- [Problem statement]: Copy the source passage starting with "I WOULD LIKE" and going on through "in Inga Saffron.", switching "abandoned factory" for "vacant warehouse".

- [Source passage]:
Wednesday morning, as I prepared to file this review, Saffron criticized the City’s plans to go ahead with a $20M fortress-like North Philadelphia police station, even after the mayor was persuaded to make the enlightened decision to cut the police budget by $19M. My hope is that she will not only continue to channel the horror, heartbreak, and outrage that compelled her to become our urban critic of record in the first place, but also ignite that same fervor in her readers.
We can do better, she says in one way or another, again and again throughout the pages of this collection. As the events of the past few weeks make abundantly clear, all of us can and all of us must–Inga Saffron included.
Terrific review. Thank you.
Remarkable review of an extraordinary book.
Her virtue signaling can be but not anyways is nauseating and so is this critique.
I WOULD LIKE THE CITY TO PAY MORE ATTENTION TO SECTIONS OF THE CITY THAT ACTUALLY CALLS ITSELF “the forgotten blocks” in Swampoodle. We were actually a centerpiece of Philly life back in the day when there were ball fields around but we’ve been ignored since then. There is an abandoned factory at 19th and Lehigh that has been falling apart for years. The news covers funerals at the site that used to be Connie Mack Stadium, but there is no interest in the surrounding neighborhood. Our houses are basically falling apart and I’m sure that the gentrifiers are sniffing us out.
Philly is fortunate to have its own version of Jane Jacobs in Inga Saffron.

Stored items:
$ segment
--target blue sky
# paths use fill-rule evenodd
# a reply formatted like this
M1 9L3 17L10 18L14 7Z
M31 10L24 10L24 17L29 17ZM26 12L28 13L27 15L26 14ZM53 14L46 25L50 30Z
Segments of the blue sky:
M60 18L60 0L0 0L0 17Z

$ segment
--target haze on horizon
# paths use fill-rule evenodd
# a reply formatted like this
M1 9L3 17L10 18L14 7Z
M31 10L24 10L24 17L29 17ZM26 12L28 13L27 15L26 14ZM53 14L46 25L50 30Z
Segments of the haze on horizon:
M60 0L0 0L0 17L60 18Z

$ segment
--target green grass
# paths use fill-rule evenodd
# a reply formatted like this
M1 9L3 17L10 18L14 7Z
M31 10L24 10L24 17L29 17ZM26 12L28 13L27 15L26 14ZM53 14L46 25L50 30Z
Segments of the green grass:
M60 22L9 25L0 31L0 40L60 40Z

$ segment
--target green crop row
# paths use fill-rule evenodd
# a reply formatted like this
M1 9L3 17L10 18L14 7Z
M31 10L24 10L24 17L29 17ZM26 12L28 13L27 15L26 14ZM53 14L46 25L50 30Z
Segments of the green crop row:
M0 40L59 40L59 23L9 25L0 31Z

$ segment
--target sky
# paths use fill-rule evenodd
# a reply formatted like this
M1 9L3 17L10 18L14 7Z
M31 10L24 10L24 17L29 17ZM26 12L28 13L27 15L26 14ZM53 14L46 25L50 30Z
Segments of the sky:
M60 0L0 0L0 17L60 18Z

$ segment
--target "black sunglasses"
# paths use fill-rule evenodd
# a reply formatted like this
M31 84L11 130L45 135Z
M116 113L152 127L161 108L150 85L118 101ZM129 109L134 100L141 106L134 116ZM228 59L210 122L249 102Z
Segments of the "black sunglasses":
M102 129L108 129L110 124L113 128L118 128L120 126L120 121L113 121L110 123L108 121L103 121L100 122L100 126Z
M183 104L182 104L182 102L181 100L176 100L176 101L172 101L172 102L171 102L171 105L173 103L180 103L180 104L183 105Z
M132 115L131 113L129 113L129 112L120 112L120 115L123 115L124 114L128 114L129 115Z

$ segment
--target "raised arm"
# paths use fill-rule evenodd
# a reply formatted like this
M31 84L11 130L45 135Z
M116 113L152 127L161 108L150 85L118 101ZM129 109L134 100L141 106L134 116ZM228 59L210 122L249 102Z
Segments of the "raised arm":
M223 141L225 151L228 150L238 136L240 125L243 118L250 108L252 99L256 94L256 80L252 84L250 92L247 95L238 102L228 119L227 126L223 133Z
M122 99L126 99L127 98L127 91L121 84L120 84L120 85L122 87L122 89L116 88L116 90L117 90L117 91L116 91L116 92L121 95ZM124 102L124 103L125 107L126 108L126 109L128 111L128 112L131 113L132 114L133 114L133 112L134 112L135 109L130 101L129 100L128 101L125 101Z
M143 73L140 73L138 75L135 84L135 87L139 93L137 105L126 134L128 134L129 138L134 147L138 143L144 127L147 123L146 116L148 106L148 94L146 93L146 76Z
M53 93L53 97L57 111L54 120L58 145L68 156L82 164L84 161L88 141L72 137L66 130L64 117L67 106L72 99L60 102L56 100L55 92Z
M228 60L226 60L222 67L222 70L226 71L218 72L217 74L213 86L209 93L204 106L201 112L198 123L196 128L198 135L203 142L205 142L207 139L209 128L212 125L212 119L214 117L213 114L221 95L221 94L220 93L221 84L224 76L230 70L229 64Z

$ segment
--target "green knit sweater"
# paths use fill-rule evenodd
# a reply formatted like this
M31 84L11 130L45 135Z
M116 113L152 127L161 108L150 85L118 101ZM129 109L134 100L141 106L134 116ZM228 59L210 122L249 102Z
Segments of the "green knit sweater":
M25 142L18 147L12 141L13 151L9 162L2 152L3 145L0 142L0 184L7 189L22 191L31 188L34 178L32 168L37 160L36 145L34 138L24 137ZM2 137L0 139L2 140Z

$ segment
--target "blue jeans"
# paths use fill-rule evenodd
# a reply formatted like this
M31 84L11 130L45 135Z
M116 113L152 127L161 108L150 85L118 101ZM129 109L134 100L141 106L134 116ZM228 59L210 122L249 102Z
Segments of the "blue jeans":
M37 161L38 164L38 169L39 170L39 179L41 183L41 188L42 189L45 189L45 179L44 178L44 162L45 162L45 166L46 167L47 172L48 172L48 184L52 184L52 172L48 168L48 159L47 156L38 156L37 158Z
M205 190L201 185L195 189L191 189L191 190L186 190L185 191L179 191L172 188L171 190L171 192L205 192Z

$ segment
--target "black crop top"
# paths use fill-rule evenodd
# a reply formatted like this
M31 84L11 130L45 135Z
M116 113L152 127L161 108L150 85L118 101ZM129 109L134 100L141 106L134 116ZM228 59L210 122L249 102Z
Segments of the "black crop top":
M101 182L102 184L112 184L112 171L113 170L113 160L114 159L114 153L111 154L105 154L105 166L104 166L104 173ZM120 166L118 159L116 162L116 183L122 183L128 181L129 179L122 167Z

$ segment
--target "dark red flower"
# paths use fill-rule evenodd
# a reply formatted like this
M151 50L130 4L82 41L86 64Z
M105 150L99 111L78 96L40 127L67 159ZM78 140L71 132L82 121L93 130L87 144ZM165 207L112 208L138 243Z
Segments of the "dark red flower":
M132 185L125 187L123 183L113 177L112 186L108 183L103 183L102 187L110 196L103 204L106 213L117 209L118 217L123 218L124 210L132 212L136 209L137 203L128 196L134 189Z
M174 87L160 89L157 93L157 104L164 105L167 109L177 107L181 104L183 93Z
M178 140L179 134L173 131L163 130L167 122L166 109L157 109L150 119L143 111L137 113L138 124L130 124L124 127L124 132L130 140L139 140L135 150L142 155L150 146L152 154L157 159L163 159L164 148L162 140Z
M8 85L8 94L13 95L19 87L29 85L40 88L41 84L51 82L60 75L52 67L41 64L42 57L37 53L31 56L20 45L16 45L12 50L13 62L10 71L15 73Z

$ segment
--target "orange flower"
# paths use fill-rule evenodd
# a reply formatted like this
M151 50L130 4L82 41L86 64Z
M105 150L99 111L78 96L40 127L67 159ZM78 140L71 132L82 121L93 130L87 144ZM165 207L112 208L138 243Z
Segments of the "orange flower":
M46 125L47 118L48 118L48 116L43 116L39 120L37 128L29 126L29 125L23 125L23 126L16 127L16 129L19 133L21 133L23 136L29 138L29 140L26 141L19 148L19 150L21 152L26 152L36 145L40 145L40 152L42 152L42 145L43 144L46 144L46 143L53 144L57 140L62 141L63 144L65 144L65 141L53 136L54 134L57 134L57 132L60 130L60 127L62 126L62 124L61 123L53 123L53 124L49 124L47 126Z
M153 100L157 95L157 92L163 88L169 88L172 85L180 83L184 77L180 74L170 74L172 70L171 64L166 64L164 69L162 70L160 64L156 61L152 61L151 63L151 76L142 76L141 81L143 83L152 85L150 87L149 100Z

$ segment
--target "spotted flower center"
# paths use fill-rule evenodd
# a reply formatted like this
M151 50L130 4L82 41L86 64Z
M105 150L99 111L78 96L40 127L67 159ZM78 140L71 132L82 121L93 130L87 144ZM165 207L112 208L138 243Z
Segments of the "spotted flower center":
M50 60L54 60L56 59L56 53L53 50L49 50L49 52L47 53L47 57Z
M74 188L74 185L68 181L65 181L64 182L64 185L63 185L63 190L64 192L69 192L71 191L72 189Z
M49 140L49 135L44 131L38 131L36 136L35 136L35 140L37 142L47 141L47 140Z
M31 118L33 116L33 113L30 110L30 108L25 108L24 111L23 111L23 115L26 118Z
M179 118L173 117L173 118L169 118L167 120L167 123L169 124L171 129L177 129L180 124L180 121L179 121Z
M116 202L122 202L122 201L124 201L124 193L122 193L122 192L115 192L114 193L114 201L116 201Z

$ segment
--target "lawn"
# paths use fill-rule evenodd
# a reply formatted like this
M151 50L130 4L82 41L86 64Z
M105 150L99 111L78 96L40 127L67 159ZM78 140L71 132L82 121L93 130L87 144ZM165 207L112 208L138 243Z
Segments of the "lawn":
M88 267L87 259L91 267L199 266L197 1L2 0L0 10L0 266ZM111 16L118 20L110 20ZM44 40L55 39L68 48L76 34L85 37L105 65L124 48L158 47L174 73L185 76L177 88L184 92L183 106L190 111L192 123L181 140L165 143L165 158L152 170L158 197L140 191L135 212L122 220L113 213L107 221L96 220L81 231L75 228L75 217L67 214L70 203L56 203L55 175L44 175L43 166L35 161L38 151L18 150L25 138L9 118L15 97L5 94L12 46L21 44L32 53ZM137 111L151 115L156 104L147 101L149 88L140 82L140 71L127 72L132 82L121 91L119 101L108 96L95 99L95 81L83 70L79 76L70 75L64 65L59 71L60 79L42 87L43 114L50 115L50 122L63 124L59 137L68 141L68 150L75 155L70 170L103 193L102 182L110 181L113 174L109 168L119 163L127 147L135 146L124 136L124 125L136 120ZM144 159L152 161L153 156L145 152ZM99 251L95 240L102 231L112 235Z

- [Exercise solution]:
I WOULD LIKE THE CITY TO PAY MORE ATTENTION TO SECTIONS OF THE CITY THAT ACTUALLY CALLS ITSELF “the forgotten blocks” in Swampoodle. We were actually a centerpiece of Philly life back in the day when there were ball fields around but we’ve been ignored since then. There is an vacant warehouse at 19th and Lehigh that has been falling apart for years. The news covers funerals at the site that used to be Connie Mack Stadium, but there is no interest in the surrounding neighborhood. Our houses are basically falling apart and I’m sure that the gentrifiers are sniffing us out.
Philly is fortunate to have its own version of Jane Jacobs in Inga Saffron.